[[ Source text, beginning ]]

Queen Elizabeth II, who is 86, was admitted to a London hospital on Sunday after experiencing symptoms of gastroenteritis, according to a statement issued by Buckingham Palace.
The statement said that all the queen’s engagements for the next week would be postponed or canceled, including a two-day visit to Italy that was scheduled to begin Wednesday. She had already skipped one event, a military parade in the Welsh city of Swansea on Friday, because of the illness.
A palace spokesman described the queen’s hospitalization on Sunday as “a precautionary measure.” The BBC’s royal correspondent, citing palace officials, said the queen was expected to remain in the hospital for about two days. Emphasizing that there had been no emergency, the palace said that the queen was taken to the King Edward VII Hospital in central London from Windsor Castle, a distance of 20 miles, by private car. Other than the gastroenteritis symptoms, the spokesman said, the queen was in good health and “in good spirits,” and she was moved to the hospital “simply to enable doctors to better assess her.”

[[ Source text, end ]]
[[ Information given, beginning ]]

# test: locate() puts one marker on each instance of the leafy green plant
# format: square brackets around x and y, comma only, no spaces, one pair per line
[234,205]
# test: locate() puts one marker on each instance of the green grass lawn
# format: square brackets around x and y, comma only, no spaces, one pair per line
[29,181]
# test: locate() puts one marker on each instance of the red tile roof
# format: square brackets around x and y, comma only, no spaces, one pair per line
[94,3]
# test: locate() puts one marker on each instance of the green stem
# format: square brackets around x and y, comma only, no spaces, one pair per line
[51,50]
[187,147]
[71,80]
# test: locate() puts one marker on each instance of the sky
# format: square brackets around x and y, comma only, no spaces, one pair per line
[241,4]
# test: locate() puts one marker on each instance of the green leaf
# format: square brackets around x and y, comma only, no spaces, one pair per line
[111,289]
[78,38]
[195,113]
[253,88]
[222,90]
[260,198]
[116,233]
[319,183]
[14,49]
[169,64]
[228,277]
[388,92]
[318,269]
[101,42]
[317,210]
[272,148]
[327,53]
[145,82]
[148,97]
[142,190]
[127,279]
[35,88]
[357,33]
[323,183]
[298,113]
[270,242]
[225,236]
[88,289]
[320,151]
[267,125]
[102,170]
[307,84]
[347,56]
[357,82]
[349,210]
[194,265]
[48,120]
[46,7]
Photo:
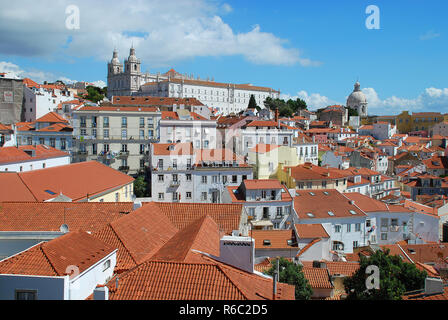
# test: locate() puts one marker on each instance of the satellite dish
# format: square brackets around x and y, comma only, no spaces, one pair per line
[64,228]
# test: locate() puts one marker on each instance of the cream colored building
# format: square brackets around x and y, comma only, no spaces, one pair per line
[266,159]
[115,135]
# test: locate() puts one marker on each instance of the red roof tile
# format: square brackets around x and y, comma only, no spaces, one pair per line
[52,258]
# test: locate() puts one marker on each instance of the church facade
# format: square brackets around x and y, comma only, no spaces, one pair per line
[357,100]
[226,98]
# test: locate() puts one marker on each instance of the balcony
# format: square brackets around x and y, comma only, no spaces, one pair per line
[123,168]
[123,154]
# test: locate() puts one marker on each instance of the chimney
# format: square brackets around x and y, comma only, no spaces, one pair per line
[238,252]
[101,293]
[433,286]
[276,118]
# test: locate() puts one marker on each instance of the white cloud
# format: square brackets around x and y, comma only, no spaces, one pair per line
[14,71]
[161,31]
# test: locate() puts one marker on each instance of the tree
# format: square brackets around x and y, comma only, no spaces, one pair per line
[352,112]
[396,277]
[140,187]
[95,94]
[253,103]
[292,274]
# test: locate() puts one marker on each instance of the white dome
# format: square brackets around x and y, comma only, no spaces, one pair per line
[357,97]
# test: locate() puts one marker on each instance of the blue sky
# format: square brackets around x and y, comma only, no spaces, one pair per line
[314,50]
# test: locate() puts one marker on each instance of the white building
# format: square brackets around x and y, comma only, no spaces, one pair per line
[180,173]
[68,268]
[40,99]
[389,224]
[27,158]
[184,126]
[344,222]
[268,203]
[227,98]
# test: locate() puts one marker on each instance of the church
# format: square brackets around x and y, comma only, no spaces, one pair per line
[357,100]
[226,98]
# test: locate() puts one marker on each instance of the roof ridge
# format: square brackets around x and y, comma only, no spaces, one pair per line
[48,259]
[221,269]
[122,243]
[24,183]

[[ Information given, end ]]

Task requirements:
[A] In the article on the queen's hospitalization, how far is the King Edward VII Hospital from Windsor Castle?
[B] Please continue the article on the queen's hospitalization, picking up after its final sentence.
You will not need the data.

Answers in order:
[A] 20 miles.

[B]
When the news broke, a crowd of well-wishers gathered behind police barriers outside the hospital’s main entrance.
In 61 years on the throne, the queen has generally enjoyed sturdy good health. She was last hospitalized in 2003, for an operation to repair damaged cartilage in her knee, which she twisted when visiting the Newmarket racecourse 75 miles north of London.
Gastroenteritis is an inflammation of the stomach lining and intestines. Medical experts in Britain said that depending on the specific cause, it can be highly infectious, transmitted through contact with an infected person or with contaminated food or drink. One common type of gastroenteritis, caused by a virus known as norovirus, has been widespread in Britain in recent months.